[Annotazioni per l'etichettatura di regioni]
:::
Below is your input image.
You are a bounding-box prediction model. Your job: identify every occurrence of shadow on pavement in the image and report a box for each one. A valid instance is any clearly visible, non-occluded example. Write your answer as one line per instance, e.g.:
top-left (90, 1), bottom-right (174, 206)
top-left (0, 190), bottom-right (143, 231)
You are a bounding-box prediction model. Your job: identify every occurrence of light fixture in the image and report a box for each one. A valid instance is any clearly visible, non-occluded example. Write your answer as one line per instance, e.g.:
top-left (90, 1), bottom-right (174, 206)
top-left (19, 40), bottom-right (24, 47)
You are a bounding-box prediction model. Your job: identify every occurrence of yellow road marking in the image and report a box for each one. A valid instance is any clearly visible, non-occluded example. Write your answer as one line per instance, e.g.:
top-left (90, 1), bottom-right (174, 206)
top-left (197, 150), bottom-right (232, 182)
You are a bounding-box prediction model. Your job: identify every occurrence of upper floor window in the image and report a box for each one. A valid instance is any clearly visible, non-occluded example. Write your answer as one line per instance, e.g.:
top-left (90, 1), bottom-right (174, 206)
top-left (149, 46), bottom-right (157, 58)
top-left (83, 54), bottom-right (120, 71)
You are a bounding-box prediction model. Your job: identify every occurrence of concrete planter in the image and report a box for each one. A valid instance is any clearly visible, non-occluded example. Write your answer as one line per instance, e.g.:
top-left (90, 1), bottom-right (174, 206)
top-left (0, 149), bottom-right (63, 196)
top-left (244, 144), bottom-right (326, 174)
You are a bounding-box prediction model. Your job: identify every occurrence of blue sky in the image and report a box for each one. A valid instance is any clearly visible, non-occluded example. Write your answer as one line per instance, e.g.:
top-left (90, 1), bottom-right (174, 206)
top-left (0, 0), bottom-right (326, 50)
:::
**LAVORO RICHIESTO**
Citi integralmente l'elenco riportato sopra, riga per riga e senza alcuna modifica.

**RISPOSTA ALL'ESERCIZIO**
Below is your input image.
You are a bounding-box prediction model. Your job: identify every occurrence of shadow on pavement in the image and report a box for each one. A valid instance is any clearly visible, non-occluded example. Write your answer as one line per instance, e.g.:
top-left (90, 1), bottom-right (174, 206)
top-left (0, 190), bottom-right (143, 231)
You are a bounding-box prediction model. Your job: identify every occurrence of light fixture in the image and report a box for each one. A valid instance is any clearly visible, non-occluded example. Write your answer as one line per instance, e.g.:
top-left (90, 1), bottom-right (174, 206)
top-left (19, 40), bottom-right (24, 47)
You are a bounding-box prediction model. Your job: identify every occurrence of yellow road marking in the image and report a box for each one. A valid instance is any clearly visible, non-occluded example. Write your answer as one line per instance, e.g.:
top-left (90, 1), bottom-right (174, 206)
top-left (197, 150), bottom-right (232, 182)
You are a bounding-box prediction model. Your job: identify every occurrence of upper floor window in the image and report a box for each one. A valid instance is any clearly visible, non-occluded example. Write your answer as one line per instance, e.g.:
top-left (90, 1), bottom-right (174, 206)
top-left (149, 46), bottom-right (157, 58)
top-left (83, 54), bottom-right (120, 71)
You are a bounding-box prediction model. Your job: identify every occurrence of concrete planter in the image and report a box for each one. A valid instance is any clearly visible, non-occluded example. Write your answer as one line per instance, e.g.:
top-left (90, 1), bottom-right (174, 206)
top-left (0, 149), bottom-right (63, 196)
top-left (244, 144), bottom-right (326, 174)
You are a bounding-box prediction model. Your job: identify every occurrence of blue sky in the image and report a box for each one. A valid instance is any clearly visible, non-occluded example. Write your answer as one line per instance, e.g.:
top-left (90, 1), bottom-right (174, 206)
top-left (0, 0), bottom-right (326, 50)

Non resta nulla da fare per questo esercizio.